> READING TEXT:
More and more people are reporting incidents of domestic violence to the police. If you are a victim of domestic violence you will be aware of just how frightening it can be. The question that many people ask is what are the causes of this violence, is the person just a lunatic or are there other reasons behind it.

John is a really nice guy when sober.

According to the latest reports alcohol has a large part to play in leading to cases of domestic violence. In the example of a husband hitting his wife when he is drunk, this is typically what can happen. For the sake of making this article easier to read, I shall call the husband John and his wife Linda.

 

The next morning John can not believe what he has done and is full of regret and remorse. He can not say sorry enough and begs for Linda's forgiveness. He promises that it will never happen again and states that he will give up the alcohol if that would make his wife happy.

 

Linda is not sure what to do, she would love to forgive and forget but feels that it is very likely that it only happen again in the future if she does.

> TASKS FOR THIS EXERCISE:
1. Answer these questions from the domestic violence article:
(a) According to the latest reports, what has a large part to play in leading to cases of domestic violence?
(b) What names does the article use for the husband and his wife?
(c) What does John beg Linda for the next morning?
2. Carry on the domestic violence article from its last sentence.

> DATA UNDER STUDY:
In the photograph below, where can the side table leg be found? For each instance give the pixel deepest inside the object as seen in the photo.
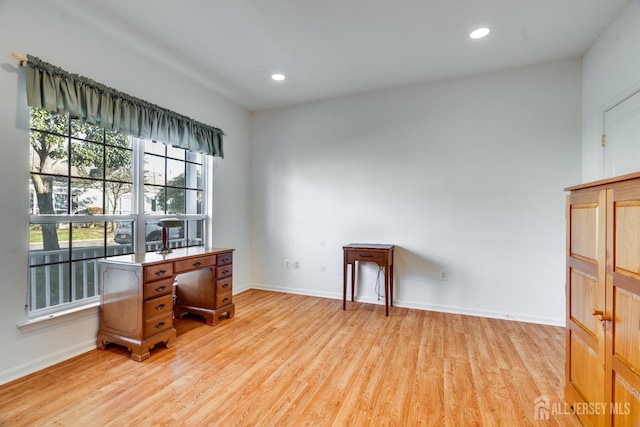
(344, 285)
(386, 290)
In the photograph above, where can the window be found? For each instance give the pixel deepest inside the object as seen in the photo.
(95, 193)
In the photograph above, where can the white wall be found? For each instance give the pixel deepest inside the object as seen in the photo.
(611, 72)
(41, 30)
(465, 175)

> SOLVED PROBLEMS:
1.
(a) Alcohol
(b) John and Linda
(c) Her forgiveness

2.
In many cases people like Linda will forgive their partner or husband a number of times before eventually losing patience with them.

 

My advice for John would be to stop drinking alcohol straight away. This seems to be the cause of all of these problems, therefore you need to find something else to have an interest in.

 

Another cause of domestic violence is known to be depression. Some people who are normally very relaxed can become very angry and abusive when in a deep state of depression. They can take their problems and frustrations out on their partner much like in the example above.

 

A few days or weeks later when the person in question is feeling a lot happier, they will not believe what they have done.

Whether it is because of depression or alcohol, one solution to this domestic violence problem could be to attend some form of anger management program, that is for people like John.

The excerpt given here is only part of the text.